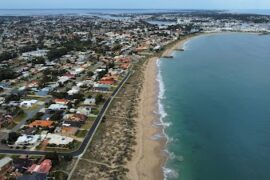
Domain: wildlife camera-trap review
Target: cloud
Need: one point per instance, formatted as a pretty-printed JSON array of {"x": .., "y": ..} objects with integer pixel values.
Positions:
[{"x": 132, "y": 4}]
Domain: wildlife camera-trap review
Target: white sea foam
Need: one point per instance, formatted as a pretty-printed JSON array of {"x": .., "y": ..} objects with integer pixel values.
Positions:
[
  {"x": 170, "y": 173},
  {"x": 185, "y": 45},
  {"x": 162, "y": 114}
]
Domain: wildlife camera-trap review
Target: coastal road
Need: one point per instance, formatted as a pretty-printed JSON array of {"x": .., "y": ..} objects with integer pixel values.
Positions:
[
  {"x": 89, "y": 136},
  {"x": 104, "y": 110}
]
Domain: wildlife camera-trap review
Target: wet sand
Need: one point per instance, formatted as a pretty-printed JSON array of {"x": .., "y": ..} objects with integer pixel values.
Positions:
[{"x": 149, "y": 157}]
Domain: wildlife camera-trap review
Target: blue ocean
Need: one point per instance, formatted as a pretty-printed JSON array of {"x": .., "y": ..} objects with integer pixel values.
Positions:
[{"x": 214, "y": 100}]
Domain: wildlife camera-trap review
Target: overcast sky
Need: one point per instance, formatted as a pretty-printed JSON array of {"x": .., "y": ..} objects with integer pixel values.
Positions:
[{"x": 133, "y": 4}]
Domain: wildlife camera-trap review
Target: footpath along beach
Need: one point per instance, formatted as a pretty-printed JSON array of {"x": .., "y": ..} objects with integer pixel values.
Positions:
[{"x": 149, "y": 157}]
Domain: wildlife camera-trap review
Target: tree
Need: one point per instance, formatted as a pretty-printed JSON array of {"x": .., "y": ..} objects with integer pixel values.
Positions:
[
  {"x": 54, "y": 157},
  {"x": 90, "y": 73}
]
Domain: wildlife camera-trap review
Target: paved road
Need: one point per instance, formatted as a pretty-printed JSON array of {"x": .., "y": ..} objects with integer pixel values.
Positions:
[{"x": 88, "y": 137}]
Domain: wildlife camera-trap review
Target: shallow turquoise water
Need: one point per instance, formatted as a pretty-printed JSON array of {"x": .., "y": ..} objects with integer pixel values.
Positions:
[{"x": 217, "y": 100}]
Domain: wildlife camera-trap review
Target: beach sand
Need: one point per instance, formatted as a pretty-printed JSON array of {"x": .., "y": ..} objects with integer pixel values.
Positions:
[{"x": 149, "y": 157}]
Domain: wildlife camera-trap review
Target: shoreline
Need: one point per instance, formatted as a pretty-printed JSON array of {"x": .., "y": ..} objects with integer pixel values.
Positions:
[{"x": 150, "y": 157}]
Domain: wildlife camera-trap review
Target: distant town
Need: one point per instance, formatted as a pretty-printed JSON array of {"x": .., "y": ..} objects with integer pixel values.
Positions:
[{"x": 61, "y": 78}]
-=-=-
▶ **EXERCISE BRIEF**
Report every line of the material above in which "road" appears.

▶ **COMPLETED TASK**
Target: coastal road
Target: paved road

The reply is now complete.